[start]

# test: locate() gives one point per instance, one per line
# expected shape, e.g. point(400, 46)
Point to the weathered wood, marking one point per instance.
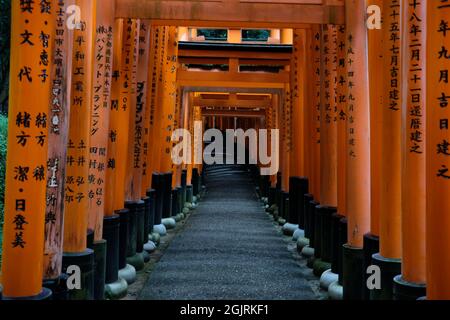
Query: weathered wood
point(77, 167)
point(25, 195)
point(59, 113)
point(285, 14)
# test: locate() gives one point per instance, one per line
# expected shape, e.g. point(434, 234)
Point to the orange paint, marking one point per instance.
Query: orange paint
point(25, 198)
point(100, 110)
point(390, 196)
point(437, 159)
point(376, 77)
point(116, 117)
point(341, 114)
point(77, 167)
point(358, 135)
point(328, 120)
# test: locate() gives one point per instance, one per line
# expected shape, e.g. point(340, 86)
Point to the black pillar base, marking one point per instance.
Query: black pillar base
point(111, 225)
point(326, 213)
point(167, 194)
point(45, 294)
point(58, 288)
point(407, 291)
point(389, 269)
point(124, 215)
point(312, 223)
point(272, 195)
point(353, 273)
point(151, 193)
point(147, 217)
point(189, 193)
point(175, 192)
point(298, 187)
point(336, 245)
point(371, 245)
point(85, 261)
point(307, 198)
point(99, 269)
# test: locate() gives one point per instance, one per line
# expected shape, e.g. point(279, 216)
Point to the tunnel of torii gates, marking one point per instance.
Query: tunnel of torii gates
point(363, 119)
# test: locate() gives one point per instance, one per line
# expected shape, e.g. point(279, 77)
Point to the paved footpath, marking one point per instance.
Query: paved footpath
point(229, 249)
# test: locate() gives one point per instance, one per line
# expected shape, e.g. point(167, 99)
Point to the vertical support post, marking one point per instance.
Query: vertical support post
point(410, 285)
point(25, 202)
point(388, 259)
point(77, 167)
point(358, 148)
point(57, 136)
point(437, 155)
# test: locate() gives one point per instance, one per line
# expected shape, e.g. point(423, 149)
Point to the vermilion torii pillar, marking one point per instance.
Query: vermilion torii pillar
point(437, 152)
point(58, 122)
point(328, 152)
point(375, 55)
point(358, 148)
point(32, 44)
point(99, 129)
point(410, 284)
point(77, 167)
point(390, 253)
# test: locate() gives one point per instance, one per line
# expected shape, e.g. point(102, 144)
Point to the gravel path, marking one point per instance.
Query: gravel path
point(229, 249)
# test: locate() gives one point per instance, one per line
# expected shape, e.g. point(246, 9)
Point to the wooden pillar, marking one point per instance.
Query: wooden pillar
point(129, 100)
point(315, 120)
point(117, 116)
point(437, 155)
point(358, 148)
point(146, 79)
point(341, 103)
point(413, 152)
point(25, 198)
point(328, 121)
point(100, 113)
point(77, 168)
point(391, 146)
point(58, 122)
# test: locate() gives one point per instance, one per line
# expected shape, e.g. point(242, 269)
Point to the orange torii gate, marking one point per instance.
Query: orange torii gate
point(336, 112)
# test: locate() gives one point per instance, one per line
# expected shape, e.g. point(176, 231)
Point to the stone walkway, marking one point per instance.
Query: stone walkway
point(229, 249)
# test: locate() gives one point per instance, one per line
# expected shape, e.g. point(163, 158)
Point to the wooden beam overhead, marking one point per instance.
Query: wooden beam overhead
point(244, 13)
point(234, 113)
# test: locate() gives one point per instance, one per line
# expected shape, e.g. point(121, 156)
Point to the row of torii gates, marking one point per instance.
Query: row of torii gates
point(363, 115)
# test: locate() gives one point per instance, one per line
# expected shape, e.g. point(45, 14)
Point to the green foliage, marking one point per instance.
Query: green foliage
point(5, 30)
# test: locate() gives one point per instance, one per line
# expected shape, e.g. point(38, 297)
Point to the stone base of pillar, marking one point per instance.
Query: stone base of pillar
point(299, 233)
point(407, 291)
point(150, 246)
point(57, 286)
point(45, 294)
point(335, 291)
point(169, 223)
point(160, 229)
point(301, 243)
point(389, 269)
point(116, 290)
point(353, 273)
point(137, 261)
point(320, 266)
point(100, 269)
point(289, 229)
point(308, 252)
point(128, 274)
point(85, 261)
point(327, 278)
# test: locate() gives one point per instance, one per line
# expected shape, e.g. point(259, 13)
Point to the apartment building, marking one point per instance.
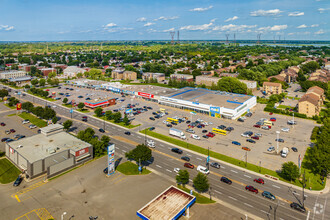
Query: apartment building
point(272, 88)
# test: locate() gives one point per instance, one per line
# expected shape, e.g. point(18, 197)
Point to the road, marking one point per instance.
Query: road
point(165, 161)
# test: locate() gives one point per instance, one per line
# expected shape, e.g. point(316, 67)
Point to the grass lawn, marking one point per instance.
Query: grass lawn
point(8, 172)
point(313, 182)
point(130, 126)
point(129, 168)
point(199, 198)
point(33, 119)
point(12, 107)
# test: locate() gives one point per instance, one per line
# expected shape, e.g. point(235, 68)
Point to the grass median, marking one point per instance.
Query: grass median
point(8, 172)
point(311, 179)
point(33, 119)
point(129, 168)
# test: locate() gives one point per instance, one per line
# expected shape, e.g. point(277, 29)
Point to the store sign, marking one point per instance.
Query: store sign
point(146, 95)
point(215, 110)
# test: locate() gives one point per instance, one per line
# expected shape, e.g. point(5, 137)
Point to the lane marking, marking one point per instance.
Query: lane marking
point(248, 204)
point(276, 186)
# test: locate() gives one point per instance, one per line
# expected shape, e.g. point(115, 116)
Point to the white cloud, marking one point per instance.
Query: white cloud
point(142, 19)
point(166, 18)
point(148, 24)
point(323, 10)
point(202, 27)
point(273, 28)
point(296, 14)
point(232, 19)
point(201, 9)
point(110, 25)
point(6, 27)
point(234, 27)
point(302, 26)
point(321, 31)
point(259, 13)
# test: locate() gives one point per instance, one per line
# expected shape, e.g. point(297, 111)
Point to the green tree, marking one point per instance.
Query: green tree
point(81, 105)
point(290, 171)
point(67, 124)
point(182, 177)
point(98, 111)
point(201, 182)
point(140, 153)
point(126, 120)
point(54, 120)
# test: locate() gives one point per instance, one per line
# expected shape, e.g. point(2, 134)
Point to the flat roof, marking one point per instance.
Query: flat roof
point(210, 97)
point(167, 205)
point(38, 146)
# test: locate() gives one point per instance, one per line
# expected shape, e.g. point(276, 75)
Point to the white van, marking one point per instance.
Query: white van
point(203, 169)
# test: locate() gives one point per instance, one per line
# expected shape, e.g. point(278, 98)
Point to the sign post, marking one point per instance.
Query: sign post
point(111, 159)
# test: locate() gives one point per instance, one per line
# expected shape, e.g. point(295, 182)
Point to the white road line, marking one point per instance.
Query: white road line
point(276, 186)
point(248, 204)
point(232, 198)
point(217, 191)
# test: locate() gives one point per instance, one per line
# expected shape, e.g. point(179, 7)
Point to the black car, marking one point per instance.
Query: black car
point(176, 150)
point(298, 207)
point(226, 180)
point(185, 158)
point(18, 181)
point(215, 165)
point(251, 141)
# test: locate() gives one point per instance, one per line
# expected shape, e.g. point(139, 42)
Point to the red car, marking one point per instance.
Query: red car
point(259, 180)
point(252, 189)
point(255, 137)
point(189, 165)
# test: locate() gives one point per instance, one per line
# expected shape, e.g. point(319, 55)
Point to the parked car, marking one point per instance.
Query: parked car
point(185, 158)
point(18, 181)
point(236, 143)
point(268, 195)
point(252, 189)
point(215, 165)
point(251, 141)
point(176, 150)
point(259, 180)
point(226, 180)
point(246, 148)
point(189, 165)
point(298, 207)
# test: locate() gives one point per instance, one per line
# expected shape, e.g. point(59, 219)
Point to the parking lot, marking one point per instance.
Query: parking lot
point(298, 136)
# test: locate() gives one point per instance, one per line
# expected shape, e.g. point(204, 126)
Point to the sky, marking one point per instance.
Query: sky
point(65, 20)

[end]

▶ TASK TO CARRY OUT
From the listing, extract all text exactly as given and drop any picture.

▶ ANSWER IN FULL
# test: locate() gives one point per instance, one per line
# expected shape, e.g. point(400, 46)
Point to the weathered wood, marking one point per instance.
Query: weathered wood
point(77, 167)
point(25, 195)
point(59, 113)
point(285, 14)
# test: locate() gives one point per instance, one per line
# expected shape, e.g. point(434, 234)
Point to the orange paint, marking one point per instance.
Query: orange paint
point(25, 198)
point(100, 110)
point(390, 196)
point(437, 159)
point(376, 77)
point(116, 117)
point(341, 114)
point(77, 167)
point(358, 135)
point(328, 120)
# test: locate() gives one point per instance, one per line
# expected shape, e.g. point(340, 86)
Point to the black pillar base, marking one point per instance.
Query: black pillar base
point(111, 225)
point(326, 213)
point(167, 194)
point(45, 294)
point(58, 288)
point(407, 291)
point(389, 269)
point(124, 215)
point(312, 223)
point(272, 195)
point(353, 273)
point(151, 193)
point(147, 217)
point(189, 193)
point(175, 192)
point(298, 187)
point(336, 245)
point(371, 245)
point(85, 261)
point(307, 198)
point(99, 269)
# test: locate() gives one point per instance, one per line
# expected shape, e.g. point(279, 216)
Point to the tunnel of torii gates, marking one point per instance.
Query: tunnel of torii gates
point(363, 119)
# test: locate() gives one point per instance, one per line
# expected shape, e.g. point(279, 77)
Point to the paved footpath, marking one point per instance.
Query: paved footpath
point(229, 249)
# test: locate() gives one point per instance, one per line
# expected shape, e.g. point(167, 99)
Point to the vertical support post, marking one point per instance.
Query: vertical support post
point(410, 285)
point(25, 202)
point(388, 259)
point(77, 167)
point(358, 148)
point(57, 136)
point(437, 155)
# test: locate() gives one point per instance, one per line
# expected shape, e.g. point(423, 149)
Point to the vermilion torii pillar, marking one point per instance.
Query: vermilion torii pillar
point(437, 152)
point(58, 122)
point(328, 152)
point(375, 55)
point(358, 148)
point(32, 44)
point(99, 129)
point(410, 284)
point(77, 167)
point(390, 253)
# test: locate() gives one point per instance, one per line
# expected shape, e.g. point(102, 144)
Point to the gravel path, marking one point per instance.
Query: gravel path
point(229, 249)
# test: locate() gives one point per instance, one per line
# expected shape, e.g. point(246, 9)
Point to the wooden pillar, marking one point per instance.
Query: wooden pillar
point(129, 100)
point(315, 120)
point(117, 116)
point(437, 155)
point(358, 148)
point(146, 79)
point(341, 103)
point(413, 152)
point(25, 198)
point(328, 121)
point(100, 113)
point(77, 168)
point(391, 146)
point(58, 122)
# test: locate() gives one point per instance, one per line
# expected shape, e.g. point(242, 269)
Point to the orange torii gate, marking one point per instance.
Query: orange torii gate
point(336, 112)
# test: locate() gives one point per instance, one per line
# expected shape, e.g. point(176, 231)
Point to the stone walkway, marking one point per instance.
Query: stone walkway
point(229, 249)
# test: locate() gives one point per instance, one per line
# expected shape, e.g. point(163, 158)
Point to the wooden beam overhead, marking one point per instance.
Query: wooden beam overhead
point(244, 13)
point(234, 113)
# test: locate() gives one point per instance, one per line
# expected shape, e.g. point(121, 156)
Point to the row of torii gates, marking one point per instance.
Query: row of torii gates
point(363, 115)
# test: locate() gives one point per instance, one per line
# expected shape, e.g. point(45, 14)
Point to the green foliage, marking one point per instance.
Query: green foliage
point(5, 30)
# test: locate() gives one point per instance, one per line
# expected shape, e.g. point(38, 297)
Point to the stone base of pillar, marking one point per instance.
Query: stone base of pillar
point(299, 233)
point(407, 291)
point(150, 246)
point(57, 286)
point(45, 294)
point(335, 291)
point(169, 223)
point(160, 229)
point(301, 243)
point(389, 269)
point(116, 290)
point(353, 273)
point(137, 261)
point(320, 266)
point(100, 269)
point(289, 229)
point(308, 252)
point(128, 274)
point(85, 261)
point(327, 278)
# test: locate() gives one point per instance, one per line
# expected shape, e.g. point(259, 13)
Point to the apartment building, marking one point per instance.
Query: apartment building
point(272, 88)
# test: locate() gives one point per instance, one per line
# expected shape, e.g. point(18, 197)
Point to the road, marking one point per instance.
Query: road
point(165, 161)
# test: locate() gives one point per instance, one per line
# expected shape, e.g. point(316, 67)
Point to the grass lawn, marking one point per instance.
Query: grass lawn
point(8, 172)
point(313, 182)
point(130, 126)
point(129, 168)
point(199, 198)
point(33, 119)
point(12, 107)
# test: locate() gives one point per instance, one per line
# expected shape, e.g. point(235, 68)
Point to the grass median, marking one point per instance.
Query: grass median
point(8, 172)
point(311, 179)
point(33, 119)
point(129, 168)
# test: locate() gives one point per instance, one per line
# expected shape, e.g. point(277, 29)
Point to the store sign, marking one point per instance.
Query: store sign
point(146, 95)
point(215, 110)
# test: locate() gives one point per instance, one per line
# expected shape, e.g. point(5, 137)
Point to the lane marking, marking one point per instance.
Query: lane marking
point(248, 204)
point(276, 186)
# test: locate() gives one point per instance, one per line
# expected shape, e.g. point(115, 116)
Point to the white cloud, marking one point per instance.
Query: white cloud
point(142, 19)
point(166, 18)
point(148, 24)
point(323, 10)
point(202, 27)
point(273, 28)
point(296, 14)
point(232, 19)
point(201, 9)
point(110, 25)
point(6, 27)
point(234, 27)
point(302, 26)
point(321, 31)
point(259, 13)
# test: locate() gives one point per instance, one per line
# expected shape, e.g. point(297, 111)
Point to the green tree, marking one point per instance.
Query: green tree
point(81, 105)
point(290, 171)
point(67, 124)
point(182, 177)
point(98, 111)
point(201, 182)
point(140, 153)
point(126, 120)
point(54, 120)
# test: locate() gives one point per instance, one per line
# expected shape, e.g. point(2, 134)
Point to the flat roof, marking one point per instance.
Query: flat roof
point(210, 97)
point(167, 205)
point(38, 146)
# test: locate() gives one point per instance, one per line
# expected shape, e.g. point(276, 75)
Point to the white van, marking one point per instance.
Query: white van
point(203, 169)
# test: locate() gives one point per instance, one per line
# expected shape, e.g. point(278, 98)
Point to the sign post, marking one point per instance.
Query: sign post
point(111, 159)
# test: locate() gives one point per instance, one per line
# expected shape, e.g. point(295, 182)
Point to the white road line, marking one point per instance.
Query: white road line
point(276, 186)
point(248, 204)
point(232, 198)
point(217, 191)
# test: locate() gives one point per instance, one per line
# expected shape, e.g. point(179, 7)
Point to the black car, marking one point per instance.
Query: black car
point(176, 150)
point(298, 207)
point(226, 180)
point(185, 158)
point(18, 181)
point(215, 165)
point(251, 141)
# test: locate() gives one point per instance, one per line
# expected shape, e.g. point(139, 42)
Point to the red car, marking one point per instance.
Query: red car
point(259, 180)
point(252, 189)
point(255, 137)
point(189, 165)
# test: locate() gives one point per instance, one per line
# expected shape, e.g. point(319, 55)
Point to the parked car, marking one point per instance.
Query: parked car
point(185, 158)
point(18, 181)
point(236, 143)
point(268, 195)
point(252, 189)
point(215, 165)
point(251, 141)
point(176, 150)
point(259, 180)
point(226, 180)
point(246, 148)
point(189, 165)
point(298, 207)
# test: locate() gives one point per instance, one per line
# expected shape, e.g. point(59, 219)
Point to the parking lot, marking one point per instance.
Query: parking lot
point(298, 136)
# test: locate() gives one point per instance, one per line
# expected shape, e.g. point(204, 126)
Point to the sky, marking one point per instance.
Query: sky
point(65, 20)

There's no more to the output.